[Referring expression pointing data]

------------------------------------------------

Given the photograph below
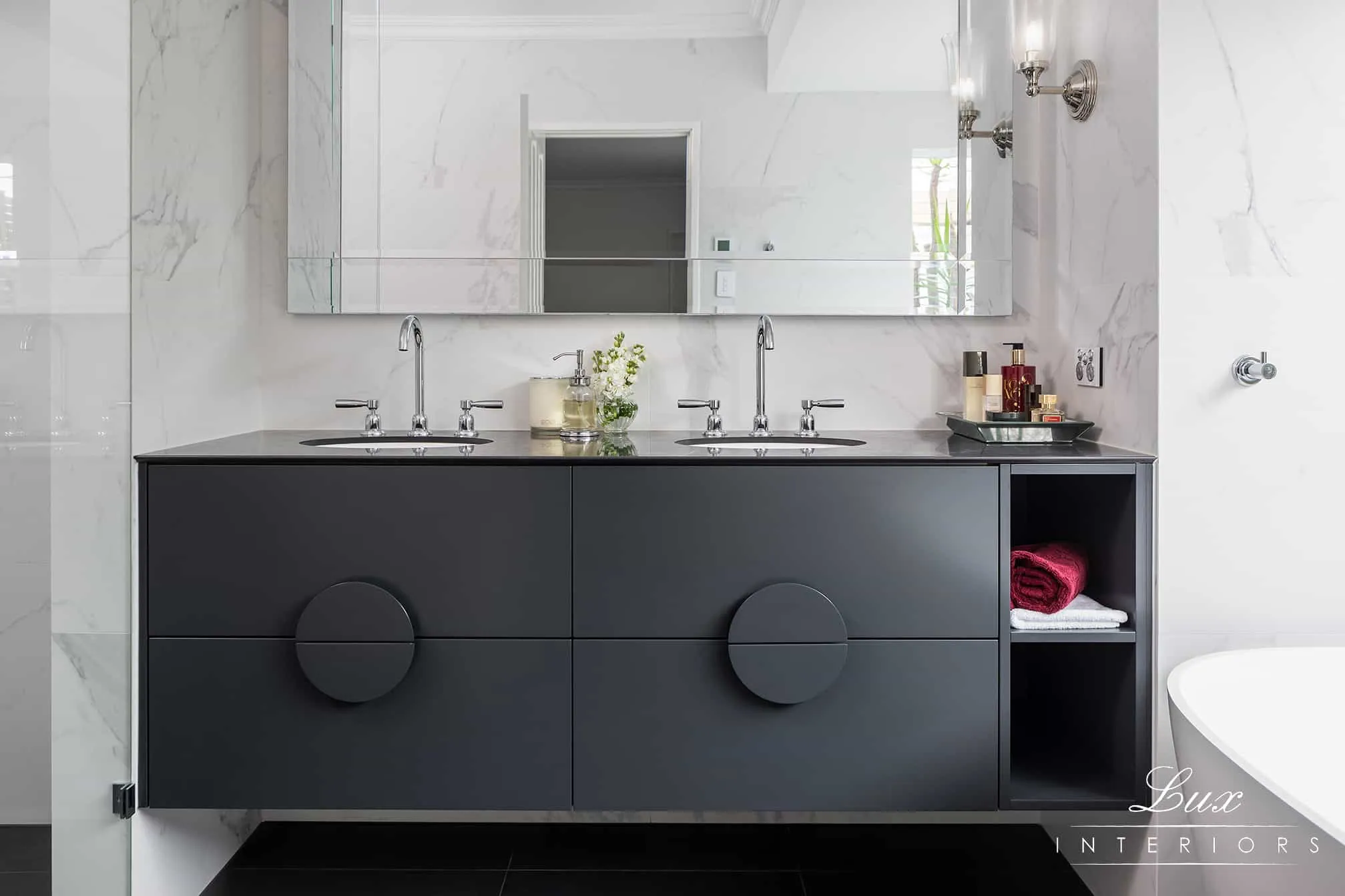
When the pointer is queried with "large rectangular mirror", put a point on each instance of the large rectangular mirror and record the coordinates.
(649, 156)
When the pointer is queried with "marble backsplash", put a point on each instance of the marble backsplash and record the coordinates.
(1091, 183)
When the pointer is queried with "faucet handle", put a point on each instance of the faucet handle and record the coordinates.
(809, 424)
(467, 422)
(713, 424)
(373, 424)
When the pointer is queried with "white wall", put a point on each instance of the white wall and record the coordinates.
(196, 201)
(26, 392)
(65, 734)
(1252, 195)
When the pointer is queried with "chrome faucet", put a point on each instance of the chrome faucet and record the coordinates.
(411, 328)
(766, 343)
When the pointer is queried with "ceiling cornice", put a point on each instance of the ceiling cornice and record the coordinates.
(764, 14)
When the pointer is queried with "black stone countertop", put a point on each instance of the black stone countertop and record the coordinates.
(892, 446)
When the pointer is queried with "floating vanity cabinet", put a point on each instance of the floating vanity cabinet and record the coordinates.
(355, 637)
(667, 725)
(510, 629)
(902, 551)
(786, 637)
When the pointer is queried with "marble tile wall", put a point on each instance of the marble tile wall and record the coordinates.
(196, 297)
(216, 350)
(1252, 192)
(65, 456)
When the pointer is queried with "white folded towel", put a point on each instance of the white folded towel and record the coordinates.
(1081, 613)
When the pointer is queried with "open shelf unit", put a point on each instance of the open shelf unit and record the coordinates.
(1078, 702)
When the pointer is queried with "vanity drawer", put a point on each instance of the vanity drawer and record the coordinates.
(670, 552)
(240, 550)
(666, 725)
(474, 725)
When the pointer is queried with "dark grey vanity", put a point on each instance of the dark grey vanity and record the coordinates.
(518, 628)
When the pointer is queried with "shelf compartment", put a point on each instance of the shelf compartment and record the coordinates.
(1125, 634)
(1072, 726)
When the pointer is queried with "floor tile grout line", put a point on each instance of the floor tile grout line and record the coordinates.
(507, 868)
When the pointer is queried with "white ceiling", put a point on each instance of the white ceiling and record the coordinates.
(579, 19)
(860, 45)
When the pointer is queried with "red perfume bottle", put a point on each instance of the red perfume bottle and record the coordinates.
(1019, 376)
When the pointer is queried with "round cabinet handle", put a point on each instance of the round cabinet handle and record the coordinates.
(787, 644)
(354, 642)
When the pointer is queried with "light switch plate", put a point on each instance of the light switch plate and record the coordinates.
(726, 284)
(1089, 367)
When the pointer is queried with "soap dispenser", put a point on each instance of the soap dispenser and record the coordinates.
(579, 418)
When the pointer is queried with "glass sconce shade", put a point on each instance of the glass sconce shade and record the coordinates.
(1033, 31)
(966, 78)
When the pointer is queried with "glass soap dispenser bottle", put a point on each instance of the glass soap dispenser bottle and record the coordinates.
(579, 417)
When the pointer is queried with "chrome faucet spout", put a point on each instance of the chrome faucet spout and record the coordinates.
(766, 343)
(412, 332)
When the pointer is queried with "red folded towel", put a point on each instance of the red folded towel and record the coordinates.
(1047, 576)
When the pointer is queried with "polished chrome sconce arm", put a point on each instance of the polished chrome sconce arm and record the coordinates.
(1079, 91)
(1001, 135)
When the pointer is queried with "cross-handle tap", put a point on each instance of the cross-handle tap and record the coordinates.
(713, 424)
(373, 424)
(809, 424)
(467, 422)
(766, 343)
(412, 331)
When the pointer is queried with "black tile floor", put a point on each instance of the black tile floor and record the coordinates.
(25, 860)
(347, 859)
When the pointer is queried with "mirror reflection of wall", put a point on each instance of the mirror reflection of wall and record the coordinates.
(802, 129)
(616, 225)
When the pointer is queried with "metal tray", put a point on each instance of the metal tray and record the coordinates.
(999, 433)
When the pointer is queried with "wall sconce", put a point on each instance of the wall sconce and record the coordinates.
(1035, 41)
(966, 85)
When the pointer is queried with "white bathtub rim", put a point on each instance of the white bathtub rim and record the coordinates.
(1332, 825)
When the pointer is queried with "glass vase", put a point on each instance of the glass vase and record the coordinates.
(616, 417)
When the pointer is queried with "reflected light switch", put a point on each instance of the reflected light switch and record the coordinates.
(726, 284)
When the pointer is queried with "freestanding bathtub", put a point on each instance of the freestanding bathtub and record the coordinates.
(1262, 734)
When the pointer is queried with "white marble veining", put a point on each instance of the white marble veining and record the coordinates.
(1097, 221)
(197, 180)
(91, 749)
(194, 199)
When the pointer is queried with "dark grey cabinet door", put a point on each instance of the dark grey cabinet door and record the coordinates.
(665, 725)
(238, 550)
(475, 725)
(670, 552)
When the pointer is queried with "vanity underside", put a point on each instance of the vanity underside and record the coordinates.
(635, 637)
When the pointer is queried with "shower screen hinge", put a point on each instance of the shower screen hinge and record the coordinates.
(124, 800)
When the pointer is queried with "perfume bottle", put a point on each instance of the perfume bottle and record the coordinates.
(579, 409)
(1019, 376)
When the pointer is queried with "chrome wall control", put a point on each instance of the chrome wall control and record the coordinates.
(373, 424)
(1250, 370)
(466, 422)
(412, 332)
(809, 424)
(766, 343)
(713, 424)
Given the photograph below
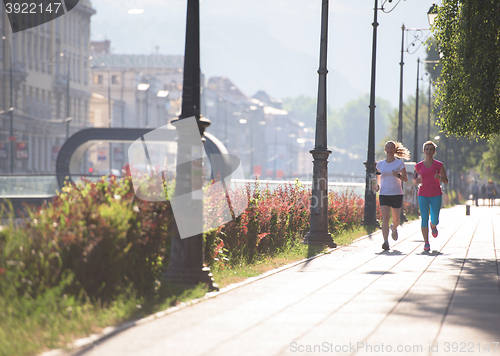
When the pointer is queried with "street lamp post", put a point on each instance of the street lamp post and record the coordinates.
(12, 138)
(68, 112)
(429, 111)
(415, 139)
(186, 258)
(11, 115)
(370, 204)
(401, 64)
(318, 231)
(145, 88)
(276, 151)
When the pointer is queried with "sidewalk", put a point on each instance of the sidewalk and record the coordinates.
(357, 300)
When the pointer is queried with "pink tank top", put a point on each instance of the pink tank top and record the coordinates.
(430, 187)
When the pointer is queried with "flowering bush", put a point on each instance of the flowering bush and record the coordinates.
(274, 219)
(98, 238)
(97, 232)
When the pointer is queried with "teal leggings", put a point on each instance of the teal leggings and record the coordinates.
(434, 203)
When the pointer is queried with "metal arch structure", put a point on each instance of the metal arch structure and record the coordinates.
(73, 150)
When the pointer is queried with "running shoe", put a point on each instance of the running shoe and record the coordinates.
(394, 233)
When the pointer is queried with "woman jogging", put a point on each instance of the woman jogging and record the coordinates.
(429, 174)
(390, 173)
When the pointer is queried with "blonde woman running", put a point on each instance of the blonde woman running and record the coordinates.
(390, 173)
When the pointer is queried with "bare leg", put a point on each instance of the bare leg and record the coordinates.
(425, 234)
(396, 215)
(386, 215)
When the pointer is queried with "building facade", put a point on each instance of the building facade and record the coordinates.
(44, 90)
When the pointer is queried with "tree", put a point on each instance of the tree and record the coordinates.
(491, 158)
(468, 89)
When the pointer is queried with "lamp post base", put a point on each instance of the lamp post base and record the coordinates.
(190, 276)
(319, 239)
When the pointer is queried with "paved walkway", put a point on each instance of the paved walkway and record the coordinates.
(356, 300)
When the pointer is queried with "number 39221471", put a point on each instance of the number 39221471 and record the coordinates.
(33, 8)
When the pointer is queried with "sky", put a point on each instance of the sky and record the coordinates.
(273, 45)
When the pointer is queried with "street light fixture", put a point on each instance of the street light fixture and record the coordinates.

------------------------------------------------

## Task
Print each of the records above exactly as written, leaving no picture in the copy.

## Result of the exercise
Given the photograph below
When the pointer is queried with "large rectangular mirror", put a point on each instance of the large rectangular mirror and record the coordinates.
(649, 156)
When the pointer is queried with "marble backsplash", put a point on each instance of the marble backsplash and record the coordinates.
(1091, 183)
When the pointer is queried with "faucet handle", put a point on each instance of the faucet handle and record the coordinates.
(809, 424)
(467, 422)
(713, 424)
(373, 424)
When the pointer is queried with "white wall", put a point on each instance of the white wall and record the coordinates.
(196, 201)
(26, 392)
(65, 734)
(1252, 195)
When the pointer is queried with "chrome faucet", put a point on each instance of the chrome faucet and record the coordinates.
(411, 328)
(766, 343)
When the pointer is queried with "ceiling cornice", put a point on each instance of the ceiling cornice and record the coordinates.
(764, 14)
When the pointer is queried with "black stone countertop", put a point on each instance of the black stone countertop and record the coordinates.
(892, 446)
When the pointer is queried with "floating vanity cabinet", put a point on each instance of the floating vanity cabinet and record the coordinates.
(355, 637)
(667, 725)
(510, 629)
(902, 551)
(786, 637)
When the pointer is queried with "marble tile wall", put a point on each instance of the marble tile wall and record the coordinates.
(196, 297)
(216, 350)
(1252, 192)
(65, 456)
When the pointer is queried with "white folded towel", put a point on each instance of the white folded towel and record the coordinates.
(1081, 613)
When the pointer is queried with "open shelf unit", put a point on each instance of the open shelf unit and record the coordinates.
(1078, 702)
When the pointer is queried with "vanity drawer", put a point on each instance of the vanity drawer and record the coordinates.
(670, 552)
(240, 550)
(666, 725)
(474, 725)
When the pointer is queried with "dark grey vanity", put a point on each instance of the dark grey vanity and record the coordinates.
(518, 628)
When the pointer is queried with "shelf compartment", put a point on each instance of the shelf compartment and record the coordinates.
(1125, 634)
(1072, 726)
When the pointer is queried with "floor tile grout line", put a point on each instance of the floor tile grout line and record the coordinates.
(507, 868)
When the pointer is queried with "white ceiling", put a point on each instance of the white ceiling and record the coordinates.
(579, 19)
(860, 45)
When the pointer is queried with "red perfume bottle", put a point on each instance of the red perfume bottle and record the coordinates.
(1019, 376)
When the pointer is queried with "round cabinet handle", put a point on each instance of the round cabinet handle and record the coordinates.
(787, 644)
(354, 642)
When the pointer is queried with "light switch plate", put a point on each instance of the light switch plate and record the coordinates.
(726, 284)
(1089, 367)
When the pointer is queried with "soap dispenser", put a point on each instance of the soap dispenser and record the coordinates.
(579, 418)
When the pointer is queried with "glass sconce shade", put a point on each instance of the glass sconce shade and record the coordinates.
(1033, 31)
(966, 78)
When the pointer is queried with "glass soap dispenser bottle", put a point on each instance of the glass soap dispenser bottle and record the coordinates.
(579, 417)
When the pointer is queried with "chrome faucet spout", put a point on each instance of the chrome faucet spout and record the coordinates.
(766, 343)
(412, 332)
When the pointer is queried with "red folded towel", put a point on each instance of the red folded towel and record the coordinates.
(1047, 576)
When the pointer is queried with "polished chrome sconce arm", put a point on each instance of the polished chrome sconce arm and record the coordinates.
(1079, 91)
(1001, 135)
When the pointer is queried with "cross-handle tap", put a point on each instance of the cross-handle tap and record the coordinates.
(713, 424)
(373, 424)
(809, 424)
(467, 422)
(766, 343)
(412, 331)
When the pointer is queried with "black tile floor", put a point on each instance of the black tile floor and record the coordinates.
(25, 860)
(347, 859)
When the pointer is queried with "mirror reflection of wall", put a point on each instance of the mirror reflection of wall and record the coordinates.
(802, 129)
(616, 225)
When the pointer is queried with "metal tray", put a point on each instance of the metal tray and record the coordinates.
(999, 433)
When the pointer is queried with "wall sconce", put a point on each instance of the wall sconce and record the coordinates.
(1035, 41)
(966, 85)
When the pointer is queried with "white bathtub rim", put a point on each instance of the white bathtub rim and record the coordinates.
(1332, 825)
When the pointer is queried with "glass vase", put a point on each instance of the glass vase and record the coordinates.
(616, 417)
When the pointer is queried with "reflected light switch", put a point on each instance of the reflected light switch and record the coordinates.
(726, 284)
When the pointer is queried with "freestanding bathtub", put a point on each instance of the freestanding bathtub and record the coordinates.
(1262, 734)
When the pointer is queried with "white marble veining", put a point on each instance of the white marble veining and record the coordinates.
(1097, 221)
(197, 180)
(91, 749)
(194, 199)
When the pointer is queried with "dark grey cabinet door", put a point on each instance of the dark grey cabinet door and record the coordinates.
(665, 725)
(238, 550)
(475, 725)
(670, 552)
When the pointer is queried with "vanity underside", put a point on each instance of the vanity underside and record the coordinates.
(635, 637)
When the pointer is queried with "shower screen hinge", put a point on each instance of the shower screen hinge and record the coordinates.
(124, 800)
When the pointer is queried with "perfume bottle", put a point on each instance of the perfume bottle and record the coordinates.
(579, 409)
(1019, 376)
When the pointer is queried with "chrome wall control", put a point on each instance of the chrome wall control and record the coordinates.
(373, 424)
(1250, 370)
(466, 422)
(412, 332)
(809, 424)
(766, 343)
(713, 424)
Given the photograph below
When the pointer is queried with "street lamp post", put a point on each instance of the street lamp post and record the coordinates.
(12, 138)
(68, 112)
(429, 111)
(415, 139)
(186, 258)
(11, 115)
(370, 204)
(401, 64)
(318, 231)
(145, 88)
(276, 151)
When the pointer is queried with "sidewalk", put a point on each instance of the sidewalk and record the coordinates.
(357, 300)
When the pointer is queried with "pink tank top", put a point on each instance of the pink tank top and record the coordinates.
(430, 187)
When the pointer is queried with "flowering bush", put a point on each instance of the flowering bush and record the coordinates.
(274, 219)
(98, 238)
(97, 232)
When the pointer is queried with "teal leggings", put a point on each instance of the teal leggings and record the coordinates.
(434, 203)
When the pointer is queried with "metal arch structure", put a point on each instance of the metal arch structure and record the coordinates.
(73, 150)
When the pointer is queried with "running shoe", put a point on each instance of the running shoe and record the coordinates.
(394, 233)
When the pointer is queried with "woman jogging", put a point on each instance of the woman jogging and record the coordinates.
(429, 174)
(390, 173)
When the pointer is queried with "blonde woman running", put a point on each instance of the blonde woman running and record the coordinates.
(390, 173)
When the pointer is queried with "bare leg", put a point on each instance of the bare leg and record the coordinates.
(425, 234)
(396, 215)
(386, 215)
When the pointer is queried with "building facade", put a point on each instance of the building facade and record the coordinates.
(44, 90)
When the pointer is queried with "tree", put a point on each instance of the tree and record the coordinates.
(491, 158)
(468, 89)
When the pointer is queried with "lamp post base", put a point on each instance of the lamp post base and record the coordinates.
(190, 276)
(319, 239)
When the pointer is queried with "paved walkway", put a point on each instance of the paved walkway and record the coordinates.
(356, 300)
When the pointer is queried with "number 39221471", put a point on each instance of the number 39221471 and record the coordinates.
(33, 8)
When the pointer is queried with "sky", put a point on each instance of the sky and record the coordinates.
(273, 45)
When the pointer is queried with "street light fixture", put a point on each instance of the street light fixture and record the coordinates.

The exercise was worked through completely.